Using the records below, locate all lines containing "face" and return them.
EXERCISE INPUTS below:
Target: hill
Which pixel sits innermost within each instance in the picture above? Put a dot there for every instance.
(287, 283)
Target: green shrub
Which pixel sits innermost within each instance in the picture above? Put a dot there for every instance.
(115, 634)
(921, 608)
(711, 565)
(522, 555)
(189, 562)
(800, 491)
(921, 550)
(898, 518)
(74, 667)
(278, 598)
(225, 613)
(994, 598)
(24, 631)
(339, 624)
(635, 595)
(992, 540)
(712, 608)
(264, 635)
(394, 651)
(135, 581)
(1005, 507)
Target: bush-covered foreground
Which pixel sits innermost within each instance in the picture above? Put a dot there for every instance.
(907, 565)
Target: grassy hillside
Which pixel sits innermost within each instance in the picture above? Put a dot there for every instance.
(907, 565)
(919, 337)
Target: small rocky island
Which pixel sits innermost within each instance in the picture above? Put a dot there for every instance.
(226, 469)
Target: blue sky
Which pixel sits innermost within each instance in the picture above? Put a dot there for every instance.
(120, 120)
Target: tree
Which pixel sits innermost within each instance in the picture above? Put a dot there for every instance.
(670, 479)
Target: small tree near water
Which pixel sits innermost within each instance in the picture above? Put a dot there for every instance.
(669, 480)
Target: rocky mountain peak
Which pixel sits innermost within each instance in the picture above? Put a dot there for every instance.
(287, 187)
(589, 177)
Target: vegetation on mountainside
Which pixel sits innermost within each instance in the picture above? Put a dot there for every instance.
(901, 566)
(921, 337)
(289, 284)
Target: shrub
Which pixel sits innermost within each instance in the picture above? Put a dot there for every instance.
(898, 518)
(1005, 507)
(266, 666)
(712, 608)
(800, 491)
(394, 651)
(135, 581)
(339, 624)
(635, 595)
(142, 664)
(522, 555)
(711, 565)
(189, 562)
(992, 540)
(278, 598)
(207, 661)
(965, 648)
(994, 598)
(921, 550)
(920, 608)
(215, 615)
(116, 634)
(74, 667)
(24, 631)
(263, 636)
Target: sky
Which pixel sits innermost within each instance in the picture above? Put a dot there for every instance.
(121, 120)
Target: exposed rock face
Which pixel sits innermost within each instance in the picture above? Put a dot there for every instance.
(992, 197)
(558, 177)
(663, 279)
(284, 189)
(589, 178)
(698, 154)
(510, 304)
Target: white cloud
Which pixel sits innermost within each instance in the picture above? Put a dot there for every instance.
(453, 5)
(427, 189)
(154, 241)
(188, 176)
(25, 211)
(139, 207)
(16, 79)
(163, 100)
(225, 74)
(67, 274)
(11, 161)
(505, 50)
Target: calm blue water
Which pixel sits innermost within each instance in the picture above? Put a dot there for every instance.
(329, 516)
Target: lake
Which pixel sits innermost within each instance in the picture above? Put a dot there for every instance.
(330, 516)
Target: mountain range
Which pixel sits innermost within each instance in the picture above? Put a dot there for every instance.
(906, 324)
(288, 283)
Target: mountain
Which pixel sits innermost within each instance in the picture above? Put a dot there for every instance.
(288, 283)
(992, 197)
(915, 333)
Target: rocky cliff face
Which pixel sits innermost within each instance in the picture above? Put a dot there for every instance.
End of EXERCISE INPUTS.
EXERCISE INPUTS below:
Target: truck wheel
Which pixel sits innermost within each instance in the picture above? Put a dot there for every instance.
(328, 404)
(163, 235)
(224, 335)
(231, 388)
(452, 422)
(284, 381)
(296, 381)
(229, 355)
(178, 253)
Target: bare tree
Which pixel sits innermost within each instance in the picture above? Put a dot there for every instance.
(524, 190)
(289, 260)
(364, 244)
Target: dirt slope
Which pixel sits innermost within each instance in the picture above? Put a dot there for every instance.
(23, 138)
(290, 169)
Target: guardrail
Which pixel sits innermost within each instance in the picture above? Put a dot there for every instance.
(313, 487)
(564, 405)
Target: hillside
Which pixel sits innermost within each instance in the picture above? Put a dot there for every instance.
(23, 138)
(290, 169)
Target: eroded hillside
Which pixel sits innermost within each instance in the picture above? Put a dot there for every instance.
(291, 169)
End of EXERCISE INPUTS.
EXERCISE INPUTS below:
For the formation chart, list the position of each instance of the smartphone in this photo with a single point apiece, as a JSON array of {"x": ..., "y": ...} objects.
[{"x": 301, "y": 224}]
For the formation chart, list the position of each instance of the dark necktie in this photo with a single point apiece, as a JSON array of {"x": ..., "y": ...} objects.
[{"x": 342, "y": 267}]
End of EXERCISE INPUTS.
■ REPLY ■
Target: exposed rock face
Target: rocky cliff face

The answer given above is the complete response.